#### [TASK PROMPT]
Omit all pictures, then retype the data exactly as given.

☆ ☆ ☆ ☆ ☆

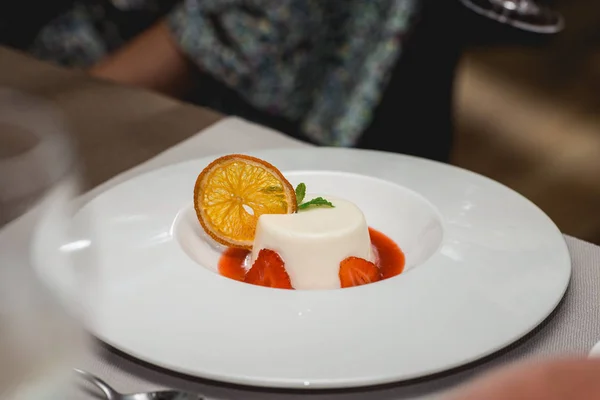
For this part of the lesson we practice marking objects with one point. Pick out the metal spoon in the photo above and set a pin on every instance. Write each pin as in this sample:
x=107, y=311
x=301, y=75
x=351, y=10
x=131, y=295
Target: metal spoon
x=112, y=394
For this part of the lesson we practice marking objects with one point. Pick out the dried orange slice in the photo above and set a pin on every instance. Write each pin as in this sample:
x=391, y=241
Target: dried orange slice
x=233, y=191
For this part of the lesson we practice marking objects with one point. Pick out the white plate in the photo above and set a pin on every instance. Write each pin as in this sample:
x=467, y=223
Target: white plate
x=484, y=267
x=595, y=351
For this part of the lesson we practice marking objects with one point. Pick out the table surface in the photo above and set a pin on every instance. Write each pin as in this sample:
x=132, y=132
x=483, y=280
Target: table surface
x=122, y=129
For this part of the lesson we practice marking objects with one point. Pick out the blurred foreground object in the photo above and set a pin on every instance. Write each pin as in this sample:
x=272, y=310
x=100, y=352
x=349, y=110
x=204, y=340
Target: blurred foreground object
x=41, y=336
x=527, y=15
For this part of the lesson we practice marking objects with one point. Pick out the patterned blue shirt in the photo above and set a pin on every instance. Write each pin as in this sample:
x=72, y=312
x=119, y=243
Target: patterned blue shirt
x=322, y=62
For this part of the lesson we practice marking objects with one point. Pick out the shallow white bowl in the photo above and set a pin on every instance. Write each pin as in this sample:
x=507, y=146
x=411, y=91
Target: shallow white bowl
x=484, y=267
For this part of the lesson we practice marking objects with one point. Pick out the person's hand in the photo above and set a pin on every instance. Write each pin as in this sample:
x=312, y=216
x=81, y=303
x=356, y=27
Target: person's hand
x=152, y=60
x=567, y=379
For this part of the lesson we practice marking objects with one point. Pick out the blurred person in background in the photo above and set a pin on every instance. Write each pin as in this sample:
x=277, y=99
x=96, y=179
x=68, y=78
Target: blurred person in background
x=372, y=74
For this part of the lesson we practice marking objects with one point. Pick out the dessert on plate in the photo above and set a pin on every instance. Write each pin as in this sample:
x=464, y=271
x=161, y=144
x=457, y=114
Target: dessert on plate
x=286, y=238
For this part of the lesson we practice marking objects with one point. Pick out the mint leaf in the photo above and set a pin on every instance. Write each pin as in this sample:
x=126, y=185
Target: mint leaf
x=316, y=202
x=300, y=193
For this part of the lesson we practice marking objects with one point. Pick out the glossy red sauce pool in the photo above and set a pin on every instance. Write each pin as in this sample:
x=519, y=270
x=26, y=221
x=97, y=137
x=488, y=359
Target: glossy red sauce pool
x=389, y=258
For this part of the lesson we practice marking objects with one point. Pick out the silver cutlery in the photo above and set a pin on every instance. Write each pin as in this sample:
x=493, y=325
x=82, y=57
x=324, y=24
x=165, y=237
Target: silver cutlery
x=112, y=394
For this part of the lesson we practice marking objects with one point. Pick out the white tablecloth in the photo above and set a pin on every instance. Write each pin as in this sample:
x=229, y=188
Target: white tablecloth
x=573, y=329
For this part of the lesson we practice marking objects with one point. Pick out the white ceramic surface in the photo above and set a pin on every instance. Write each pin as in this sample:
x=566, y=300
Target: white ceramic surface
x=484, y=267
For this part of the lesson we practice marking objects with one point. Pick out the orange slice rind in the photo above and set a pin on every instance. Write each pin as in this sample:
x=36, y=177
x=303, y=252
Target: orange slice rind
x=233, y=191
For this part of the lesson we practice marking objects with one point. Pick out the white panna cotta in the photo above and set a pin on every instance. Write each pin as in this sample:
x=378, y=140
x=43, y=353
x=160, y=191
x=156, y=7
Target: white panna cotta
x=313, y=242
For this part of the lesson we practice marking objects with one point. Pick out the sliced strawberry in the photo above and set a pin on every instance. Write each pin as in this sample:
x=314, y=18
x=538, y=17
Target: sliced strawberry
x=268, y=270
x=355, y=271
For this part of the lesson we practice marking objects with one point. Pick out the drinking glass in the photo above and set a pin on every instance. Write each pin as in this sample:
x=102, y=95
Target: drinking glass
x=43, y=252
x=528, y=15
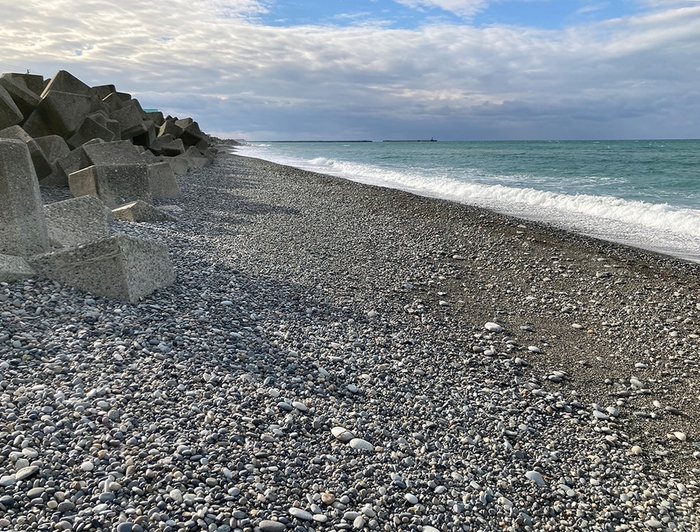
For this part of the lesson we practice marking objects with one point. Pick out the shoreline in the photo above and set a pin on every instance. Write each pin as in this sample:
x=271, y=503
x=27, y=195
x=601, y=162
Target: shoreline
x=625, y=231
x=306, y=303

☆ ☆ ☆ ☆ ☆

#### [WRITTEN SOLUTION]
For this part of the lesson we practice marking objects with one point. Pick out the metal spoon in the photo above and set a pin on every instance. Write each pin as in this sample:
x=107, y=311
x=301, y=75
x=351, y=10
x=131, y=295
Target: metal spoon
x=112, y=394
For this part of the lesson we practice marking objects with one point. Pick out the dried orange slice in the photo above and set a pin on every instance. Write each pin as in this sample:
x=391, y=241
Target: dried orange slice
x=233, y=191
For this part of the lesson we practice marking objects with one point. Pick out the white plate in the photo above and set a pin on every instance. Write each pin as in this sample:
x=467, y=223
Target: white plate
x=484, y=267
x=595, y=351
For this part of the lesson we practice marking objects with one point. Pick out the table surface in the photo above and set a pin on every instance. Write each pin as in this sample:
x=132, y=132
x=483, y=280
Target: table surface
x=122, y=129
For this part of the lesson we practice marking objects with one point. Pick out the blurred foreground object in the photo above and set a pin on every instance. Write each pin as in this sample:
x=272, y=310
x=100, y=352
x=349, y=110
x=204, y=340
Target: blurred foreground object
x=41, y=336
x=527, y=15
For this part of the lesson we practice marking objects with one point. Pick out the patterned blue shirt in the photo above and set a pin on every instance. Write each pin as in this sample:
x=72, y=312
x=119, y=243
Target: patterned blue shirt
x=322, y=62
For this part of the lesson we practice marking objects with one point. Pick out the shallow white bowl in the photo above and set a pin on every instance. Write each pin as in this sample:
x=507, y=146
x=411, y=91
Target: shallow white bowl
x=484, y=267
For this part of the lesson we practice marking objects with one point. Pick out the person's hand in the photo above and set a pin on every instance. Write each pin as in this sample:
x=312, y=216
x=81, y=303
x=356, y=27
Target: person's hand
x=152, y=60
x=567, y=379
For this part of the lesson we practice marking objects with one point. Pick out the blurred person in background in the photo above and set a pin on every instance. Write each pin as in this sample:
x=277, y=99
x=96, y=179
x=68, y=78
Target: blurred person in background
x=372, y=74
For this part of the lesson we practice marking objects with one point. Pick out the dessert on plate in the photo above and set a pin on every instance. Write each pin as in this sample:
x=464, y=271
x=161, y=144
x=457, y=114
Target: dessert on plate
x=286, y=238
For this part of the lesson we practice marking objects with one point. Pick out the mint leaf in the photo above and set a pin on every instance. Write each pin as in this sample:
x=126, y=185
Target: mint leaf
x=316, y=202
x=300, y=193
For this part of the lesson we practice marking objects with one point. Pick out the glossy red sauce pool in the photo above and set a pin on every instance. Write each pin as in this sample:
x=519, y=270
x=26, y=221
x=97, y=137
x=488, y=359
Target: glossy red sauce pool
x=389, y=258
For this part of the lesson we practice marking objects with one point. Pick out the silver cutlery in the photo above and set a pin on every instance. Write each pin as in this sample:
x=493, y=325
x=82, y=57
x=324, y=24
x=165, y=237
Target: silver cutlery
x=112, y=394
For this part of the lesson we practice marking objects with one point. Pick out the white tablecloth in the photo above and set a pin on every instance. Write each pin as in this sample:
x=229, y=188
Target: white tablecloth
x=573, y=329
For this part of the lesson we practice marking objects with one point. Pick out the white ceramic surface in the photo above and set a pin on every instance. Write each pin as in this sample:
x=566, y=300
Target: white ceramic surface
x=484, y=267
For this part of the lesson we practice marking objects with one point. Pick out the orange slice rind in the photo above and set a pin on every instance. Write each pin as in this sample:
x=36, y=177
x=303, y=252
Target: orange slice rind
x=233, y=191
For this part of the lesson we practice marking objects with one point. Pick out the white panna cotta in the photo above and set a pin on every instance. Write each pin as in this sample:
x=378, y=140
x=43, y=353
x=160, y=191
x=156, y=7
Target: white panna cotta
x=313, y=242
For this part of the lesson we practice marking objects with one point. Pick out the sliced strawberry in the photo above and set a pin on every instance. Write each pin as in this sample:
x=314, y=18
x=538, y=17
Target: sliced strawberry
x=268, y=270
x=355, y=271
For this part of the lesson we practice marking objects with one point. Pick out the drinking glass in the photo above and set a pin on every instance. Write each pin as in this sample:
x=102, y=95
Target: drinking glass
x=43, y=252
x=528, y=15
For this part of the lesson we practice marking objects with one point. Pick out the shoreline in the photo above and set a pin on every instance. Write each pin as in this sample:
x=271, y=503
x=27, y=195
x=601, y=162
Target: shoreline
x=625, y=231
x=306, y=303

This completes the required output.